Exercise instructions
Copy everything from "We are in Arequipa" down to "around the city." in the Arequipa travel post, switching "sightseeing" to "exploring".

Extract provided
We are in Arequipa for language school, but part of learning a language is growing to understand the culture. So we have used our free time to do a bit of sightseeing around the city.
Arequipa grew into a city soon after the Spanish invaded and is now Peru’s second city. It combines history, culture, commerce and churches (lots of them). It is also home to Peru’s constitutional court. Two of the most interesting places we have visited are the Monasterio de Santa Catalina and Convento-Museo La Recoleta.
Santa Catalina convent was founded a few decades after the Spanish arrival. It’s almost a city within a city with beautiful walkways. Each of the nuns had their own rooms, and since they all came from upper class backgrounds, they were relatively lavish. For us it provided a useful insight into the power of the Spanish, the influence of the Catholic Church and how both have shaped modern Peru.
The Museo La Recoleta is a much smaller affair, it was a base for Franciscan mission to Peru. It had a world class library (and still has an impressive collection of books including many that were printed before Gutenberg). It gave us a great insight into the life of the early catholic missionaries, and how tough it was. (They have a chart showing how many of them died, and where).
Arequipa’s weather is cool desert, so the sun is strong, the temperature is in the low to mid 20’s and it is very dry; which makes it quite dusty as well. It is also quite high (2,300 meters, 7,600 feet above sea level) so for the first few days we got quite out of breath; espcially since we have tried to walk whenever we can.
The language school (ABCespanol) is in a nice area of the city, close to shopping malls but set back from a small square. Almost every student is here to prepare for some sort of mission activity (Doctors and medical work seem the most common) and they come from the US, UK, Germany, Switzerland, Norway and Ireland. For us, it’s been great spending time with other nationalities, especially from the US. It really is true that we are divided by a common language (who knew for example that a hole in the wall was a type of restaurant not an ATM?) The teachers are lovely and have a real desire to help their students learn. Most of the students are here for several months, whereas we have only been here for a month which has been a bit of a challenge for both us and the language school.

[Referring expression data based on photos]
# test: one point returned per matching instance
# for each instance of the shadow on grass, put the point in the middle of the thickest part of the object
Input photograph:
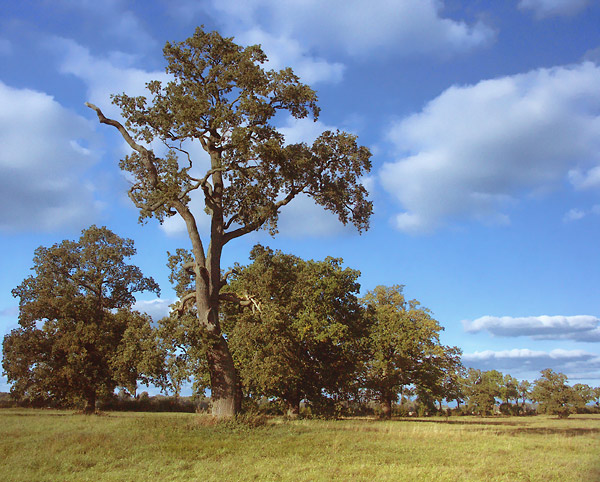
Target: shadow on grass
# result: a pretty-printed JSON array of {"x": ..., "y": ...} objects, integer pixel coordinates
[
  {"x": 482, "y": 421},
  {"x": 516, "y": 427},
  {"x": 566, "y": 432}
]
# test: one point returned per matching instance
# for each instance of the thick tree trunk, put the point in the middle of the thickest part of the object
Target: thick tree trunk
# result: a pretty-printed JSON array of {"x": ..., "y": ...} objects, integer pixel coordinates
[
  {"x": 293, "y": 407},
  {"x": 90, "y": 402},
  {"x": 386, "y": 406},
  {"x": 223, "y": 381}
]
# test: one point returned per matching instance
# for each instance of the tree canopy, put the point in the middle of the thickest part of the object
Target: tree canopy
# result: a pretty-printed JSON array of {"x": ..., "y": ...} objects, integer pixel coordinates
[
  {"x": 403, "y": 343},
  {"x": 221, "y": 97},
  {"x": 304, "y": 337},
  {"x": 78, "y": 337}
]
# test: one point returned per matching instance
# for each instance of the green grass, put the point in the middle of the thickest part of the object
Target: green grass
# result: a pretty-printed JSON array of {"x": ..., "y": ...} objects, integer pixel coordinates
[{"x": 49, "y": 445}]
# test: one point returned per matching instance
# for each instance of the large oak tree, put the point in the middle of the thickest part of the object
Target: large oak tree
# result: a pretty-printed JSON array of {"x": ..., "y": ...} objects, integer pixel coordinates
[
  {"x": 78, "y": 337},
  {"x": 222, "y": 98}
]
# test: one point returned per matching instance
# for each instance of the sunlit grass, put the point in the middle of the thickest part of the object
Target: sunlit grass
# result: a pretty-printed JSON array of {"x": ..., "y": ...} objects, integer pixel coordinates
[{"x": 43, "y": 445}]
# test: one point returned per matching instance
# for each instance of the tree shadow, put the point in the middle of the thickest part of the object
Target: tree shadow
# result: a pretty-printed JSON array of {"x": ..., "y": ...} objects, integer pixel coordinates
[
  {"x": 565, "y": 431},
  {"x": 482, "y": 421}
]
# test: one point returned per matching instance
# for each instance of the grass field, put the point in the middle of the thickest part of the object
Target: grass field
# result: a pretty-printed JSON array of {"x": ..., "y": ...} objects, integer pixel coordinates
[{"x": 50, "y": 445}]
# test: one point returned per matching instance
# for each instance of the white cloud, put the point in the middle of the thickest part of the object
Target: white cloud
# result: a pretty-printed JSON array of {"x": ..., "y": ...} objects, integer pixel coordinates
[
  {"x": 580, "y": 327},
  {"x": 5, "y": 47},
  {"x": 409, "y": 27},
  {"x": 104, "y": 76},
  {"x": 574, "y": 215},
  {"x": 283, "y": 51},
  {"x": 549, "y": 8},
  {"x": 528, "y": 363},
  {"x": 474, "y": 150},
  {"x": 41, "y": 163},
  {"x": 112, "y": 19}
]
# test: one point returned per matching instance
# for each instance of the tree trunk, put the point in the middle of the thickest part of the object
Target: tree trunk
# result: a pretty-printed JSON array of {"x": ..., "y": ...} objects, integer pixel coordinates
[
  {"x": 90, "y": 402},
  {"x": 386, "y": 406},
  {"x": 293, "y": 407},
  {"x": 223, "y": 380}
]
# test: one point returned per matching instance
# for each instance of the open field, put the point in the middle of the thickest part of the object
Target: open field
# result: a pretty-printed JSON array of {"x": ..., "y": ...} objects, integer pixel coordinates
[{"x": 51, "y": 445}]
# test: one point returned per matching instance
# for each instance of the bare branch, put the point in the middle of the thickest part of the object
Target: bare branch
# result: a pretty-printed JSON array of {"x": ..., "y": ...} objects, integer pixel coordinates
[
  {"x": 146, "y": 155},
  {"x": 245, "y": 300},
  {"x": 185, "y": 300},
  {"x": 248, "y": 228}
]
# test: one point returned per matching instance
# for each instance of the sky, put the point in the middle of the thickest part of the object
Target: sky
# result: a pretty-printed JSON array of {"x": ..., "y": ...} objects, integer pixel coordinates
[{"x": 483, "y": 118}]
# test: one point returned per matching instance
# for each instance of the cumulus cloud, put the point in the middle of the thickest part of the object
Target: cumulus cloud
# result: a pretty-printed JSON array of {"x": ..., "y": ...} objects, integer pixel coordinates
[
  {"x": 42, "y": 163},
  {"x": 112, "y": 74},
  {"x": 550, "y": 8},
  {"x": 5, "y": 47},
  {"x": 283, "y": 51},
  {"x": 574, "y": 215},
  {"x": 579, "y": 328},
  {"x": 112, "y": 19},
  {"x": 475, "y": 150},
  {"x": 526, "y": 363},
  {"x": 410, "y": 27}
]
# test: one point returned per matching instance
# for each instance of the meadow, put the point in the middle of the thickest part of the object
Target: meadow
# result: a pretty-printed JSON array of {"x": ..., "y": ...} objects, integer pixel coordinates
[{"x": 53, "y": 445}]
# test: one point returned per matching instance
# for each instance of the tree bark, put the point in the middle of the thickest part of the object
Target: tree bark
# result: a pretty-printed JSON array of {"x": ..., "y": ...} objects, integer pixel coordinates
[
  {"x": 223, "y": 380},
  {"x": 386, "y": 406},
  {"x": 90, "y": 402},
  {"x": 293, "y": 407}
]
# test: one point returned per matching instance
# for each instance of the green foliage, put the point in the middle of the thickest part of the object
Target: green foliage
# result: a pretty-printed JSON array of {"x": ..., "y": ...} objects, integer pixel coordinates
[
  {"x": 553, "y": 394},
  {"x": 302, "y": 337},
  {"x": 482, "y": 388},
  {"x": 78, "y": 338},
  {"x": 222, "y": 98},
  {"x": 403, "y": 345}
]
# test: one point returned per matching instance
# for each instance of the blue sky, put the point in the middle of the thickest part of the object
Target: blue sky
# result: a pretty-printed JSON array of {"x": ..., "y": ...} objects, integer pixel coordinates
[{"x": 483, "y": 118}]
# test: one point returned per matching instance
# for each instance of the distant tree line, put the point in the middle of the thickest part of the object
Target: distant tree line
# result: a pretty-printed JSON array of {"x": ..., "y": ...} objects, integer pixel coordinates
[{"x": 300, "y": 336}]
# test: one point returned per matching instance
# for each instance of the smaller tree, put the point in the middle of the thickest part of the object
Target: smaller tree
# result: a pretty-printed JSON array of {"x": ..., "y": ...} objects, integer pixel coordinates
[
  {"x": 76, "y": 329},
  {"x": 596, "y": 396},
  {"x": 482, "y": 389},
  {"x": 553, "y": 394},
  {"x": 299, "y": 335},
  {"x": 403, "y": 337},
  {"x": 584, "y": 394}
]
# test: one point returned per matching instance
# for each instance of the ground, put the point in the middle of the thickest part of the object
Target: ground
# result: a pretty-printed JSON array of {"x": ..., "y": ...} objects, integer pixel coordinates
[{"x": 51, "y": 445}]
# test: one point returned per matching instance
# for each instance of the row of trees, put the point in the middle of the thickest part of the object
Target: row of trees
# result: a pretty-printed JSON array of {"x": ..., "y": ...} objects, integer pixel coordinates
[
  {"x": 279, "y": 327},
  {"x": 485, "y": 392},
  {"x": 300, "y": 333}
]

Your response
We are in Arequipa for language school, but part of learning a language is growing to understand the culture. So we have used our free time to do a bit of exploring around the city.